● WHAT IS BEING ASKED
Write out, please, the lines from the beginning of the material to the line with "Target: side table with mosaic top", including both ends and nothing else.

● DATA FOR REVIEW
= = = =

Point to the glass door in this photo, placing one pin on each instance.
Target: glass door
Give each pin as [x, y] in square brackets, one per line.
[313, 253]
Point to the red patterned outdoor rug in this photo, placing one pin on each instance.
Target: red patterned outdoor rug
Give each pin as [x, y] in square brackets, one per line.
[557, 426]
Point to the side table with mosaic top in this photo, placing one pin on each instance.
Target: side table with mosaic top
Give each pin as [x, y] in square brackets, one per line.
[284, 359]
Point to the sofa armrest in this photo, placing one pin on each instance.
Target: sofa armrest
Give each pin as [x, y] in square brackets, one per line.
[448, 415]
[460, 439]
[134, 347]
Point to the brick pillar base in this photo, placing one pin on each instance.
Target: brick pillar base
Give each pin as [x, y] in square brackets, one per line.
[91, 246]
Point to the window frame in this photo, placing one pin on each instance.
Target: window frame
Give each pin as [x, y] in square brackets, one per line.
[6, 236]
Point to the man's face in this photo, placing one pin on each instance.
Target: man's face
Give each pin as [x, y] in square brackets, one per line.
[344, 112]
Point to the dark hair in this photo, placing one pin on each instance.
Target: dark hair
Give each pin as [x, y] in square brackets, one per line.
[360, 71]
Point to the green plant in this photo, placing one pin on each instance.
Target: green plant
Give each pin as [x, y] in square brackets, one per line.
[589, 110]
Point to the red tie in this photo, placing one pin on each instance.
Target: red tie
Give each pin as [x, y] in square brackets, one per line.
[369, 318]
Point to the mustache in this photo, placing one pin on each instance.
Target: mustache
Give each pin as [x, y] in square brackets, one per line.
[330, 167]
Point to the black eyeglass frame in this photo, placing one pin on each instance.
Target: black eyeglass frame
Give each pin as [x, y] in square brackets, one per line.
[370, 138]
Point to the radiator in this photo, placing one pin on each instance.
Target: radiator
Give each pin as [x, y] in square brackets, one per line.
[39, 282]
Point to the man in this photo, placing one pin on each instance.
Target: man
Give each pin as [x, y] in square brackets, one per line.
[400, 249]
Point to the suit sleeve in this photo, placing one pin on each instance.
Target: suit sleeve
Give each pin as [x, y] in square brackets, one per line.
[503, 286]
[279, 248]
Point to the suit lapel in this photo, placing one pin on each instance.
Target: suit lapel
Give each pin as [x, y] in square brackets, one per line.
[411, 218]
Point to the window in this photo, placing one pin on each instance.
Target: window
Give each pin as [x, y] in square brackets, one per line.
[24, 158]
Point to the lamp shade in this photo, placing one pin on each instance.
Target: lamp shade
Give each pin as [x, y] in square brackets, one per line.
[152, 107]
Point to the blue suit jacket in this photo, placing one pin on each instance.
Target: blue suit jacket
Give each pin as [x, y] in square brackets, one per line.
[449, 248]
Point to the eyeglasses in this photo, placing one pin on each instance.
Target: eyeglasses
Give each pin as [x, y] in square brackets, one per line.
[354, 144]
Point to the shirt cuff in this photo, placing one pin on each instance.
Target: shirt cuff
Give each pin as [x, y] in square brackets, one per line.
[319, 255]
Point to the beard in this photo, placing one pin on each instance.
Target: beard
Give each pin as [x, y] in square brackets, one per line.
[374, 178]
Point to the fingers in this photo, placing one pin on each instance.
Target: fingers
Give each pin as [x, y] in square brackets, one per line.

= = = =

● RESPONSE TO THE TASK
Point to the glass door in this photo, placing one pin on each instance.
Target: glass door
Give each pin as [x, y] in square brackets, one per line.
[313, 253]
Point to the red patterned outdoor rug in this photo, placing one pin on each instance.
Target: red patterned outdoor rug
Give each pin as [x, y] in square brackets, one per line.
[557, 426]
Point to the side table with mosaic top in this photo, placing one pin on each instance.
Target: side table with mosaic top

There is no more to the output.